Compito richiesto a =>
Secondo il brano proposto, con quale nome è indicata la legge elettorale che la Corte Costituzionale ha bocciato perché incostituzionale?
--- Brano proposto ---
UN PARLAMENTO COSTITUENTE CON LEGGE PROPORZIONALE di Enzo Paolini da il Manifesto 10 maggio 2017

15 maggio 2017

UN PARLAMENTO COSTITUENTE CON LEGGE PROPORZIONALE di Enzo Paolini da il Manifesto 10 maggio 2017

Il Quirinale potrebbe esercitare una «moral suasion» in due semplici richieste: eliminazione delle preferenze e ritorno al proporzionale, senza premi e soglie.

Ma non si era detto – ripetendo un principio fondato su una basilare esigenza di rispetto democratico – che nell’anno precedente le elezioni non si devono fare leggi elettorali? Il motivo è ovvio ma bisogna rinfrescarsi la memoria e fare un po’ di ginnastica democratica.

Venticinque anni fa, sull’onda suggestiva ed emozionale dello sfacelo di un sistema politico devastato da ladri e corrotti un partito azienda guidato da un tycoon vince le elezioni e prende il potere. Avrebbe potuto semplicemente espellere dal sistema i ladri ed i corrotti e governare meglio, ma la genia politica venuta fuori da questa accecante catarsi non era diversa. Invece di cambiare le persone hanno ritenuto più sicuro cambiare il sistema dicendo agli italiani che il marcio stava li e che semplicemente modificando il meccanismo elettorale tutto si sarebbe risolto. Manfrina ipocrita e gattopardesca per la conservazione.

Avendo una cultura istituzionale che non contempla il dibattito, il ragionamento, la convinzione delle proprie idee ma anche la disponibilità ad essere convinti da quelle altrui, i mandarini di questa nuova forza politica inventano un sistema elettorale che elimina totalmente il cardine sul quale si era retto sino ad allora il sistema politico italiano, quello pensato dall’Assemblea Costituente come assicurazione contro l’uomo solo al comando: il legame stretto e diretto tra il popolo ed i suoi rappresentanti attraverso il voto di preferenza e la composizione del parlamento in maniera proporzionale al consenso espresso dagli elettori.

Ma questo sistema comporta una fatica enorme, quella di fare politica, di discutere, di esprimere pensiero convincente, idee affascinanti, di confutare quelli degli altri, incontrare persone, guardarle negli occhi, farsi carico dei loro problemi. Un compito improbo, fastidioso ed inutile per chi non ha tempo da perdere dovendo badare ai fatti propri facendo finta di curare, in parlamento, quelli di tutti.

E cosi inventano una legge per risolvere il problema: i parlamentari non li elegge più il popolo ma il capo del partito e via, il leader sarà presidente del consiglio ed avrà la fiducia di chi ha nominato lui stesso. Problema risolto.
Però come si dice: il diavolo fa le pentole ma non i coperchi, ed ecco che gli anticorpi presenti nel corpaccione del Paese, faticosamente si attivano e, dopo lungo tormento e anni di anestesia istituzionale, trovano la strada della Corte Costituzionale, la quale con una sentenza esemplare boccia la legge, denominata Porcellum, perché incostituzionale. Nel frattempo nel Parlamento dei nominati c’è un altro capetto incapace di dialogo politico. E’ giovane e non ha tempo da perdere neanche lui.
---
Compito richiesto b =>
Raccogli tutte le righe dei record in cui compare la stringa "jacket", tenendo conto di maiuscole e minuscole.
--- Voci elencate ---
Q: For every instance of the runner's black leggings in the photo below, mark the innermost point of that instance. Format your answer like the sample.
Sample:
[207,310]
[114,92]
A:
---
--- Voci elencate ---
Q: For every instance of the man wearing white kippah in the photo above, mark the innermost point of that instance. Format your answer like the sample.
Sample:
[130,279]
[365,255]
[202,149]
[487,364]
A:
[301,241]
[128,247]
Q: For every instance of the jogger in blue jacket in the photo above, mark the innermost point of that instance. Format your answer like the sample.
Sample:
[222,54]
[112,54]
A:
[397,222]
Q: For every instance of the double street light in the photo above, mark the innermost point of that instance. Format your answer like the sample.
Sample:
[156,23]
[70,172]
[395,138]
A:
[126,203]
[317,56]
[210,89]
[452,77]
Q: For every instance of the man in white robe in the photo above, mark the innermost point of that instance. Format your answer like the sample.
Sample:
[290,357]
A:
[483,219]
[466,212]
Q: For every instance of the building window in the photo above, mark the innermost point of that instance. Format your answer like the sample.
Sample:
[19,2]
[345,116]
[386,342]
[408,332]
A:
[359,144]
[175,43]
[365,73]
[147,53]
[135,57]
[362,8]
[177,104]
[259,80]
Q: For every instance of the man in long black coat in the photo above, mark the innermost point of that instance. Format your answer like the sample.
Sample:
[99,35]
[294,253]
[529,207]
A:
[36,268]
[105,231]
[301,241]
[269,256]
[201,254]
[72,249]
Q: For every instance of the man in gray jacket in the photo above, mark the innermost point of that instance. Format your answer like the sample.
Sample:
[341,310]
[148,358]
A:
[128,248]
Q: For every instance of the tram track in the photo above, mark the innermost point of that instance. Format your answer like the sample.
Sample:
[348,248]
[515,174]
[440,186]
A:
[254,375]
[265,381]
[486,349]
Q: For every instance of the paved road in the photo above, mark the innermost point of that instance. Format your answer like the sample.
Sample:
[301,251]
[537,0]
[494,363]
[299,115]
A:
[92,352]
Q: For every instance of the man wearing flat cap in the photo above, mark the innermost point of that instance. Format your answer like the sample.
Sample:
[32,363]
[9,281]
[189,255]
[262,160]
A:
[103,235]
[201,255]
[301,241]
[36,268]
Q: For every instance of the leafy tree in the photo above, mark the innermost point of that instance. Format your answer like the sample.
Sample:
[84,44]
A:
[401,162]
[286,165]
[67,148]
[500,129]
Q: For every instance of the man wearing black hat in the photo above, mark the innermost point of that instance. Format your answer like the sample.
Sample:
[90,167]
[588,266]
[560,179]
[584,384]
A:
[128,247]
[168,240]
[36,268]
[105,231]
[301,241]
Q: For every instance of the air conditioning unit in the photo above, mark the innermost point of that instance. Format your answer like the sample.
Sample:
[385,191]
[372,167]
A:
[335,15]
---
--- Voci elencate ---
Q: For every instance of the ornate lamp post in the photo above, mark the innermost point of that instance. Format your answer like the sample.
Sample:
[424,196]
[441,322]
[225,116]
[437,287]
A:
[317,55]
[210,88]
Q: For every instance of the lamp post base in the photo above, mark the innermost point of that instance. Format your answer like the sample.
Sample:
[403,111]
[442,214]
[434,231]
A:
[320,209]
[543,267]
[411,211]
---
Risultato esercizio a =>
Porcellum.

Risultato esercizio b =>
Q: For every instance of the jogger in blue jacket in the photo above, mark the innermost point of that instance. Format your answer like the sample.
Q: For every instance of the man in gray jacket in the photo above, mark the innermost point of that instance. Format your answer like the sample.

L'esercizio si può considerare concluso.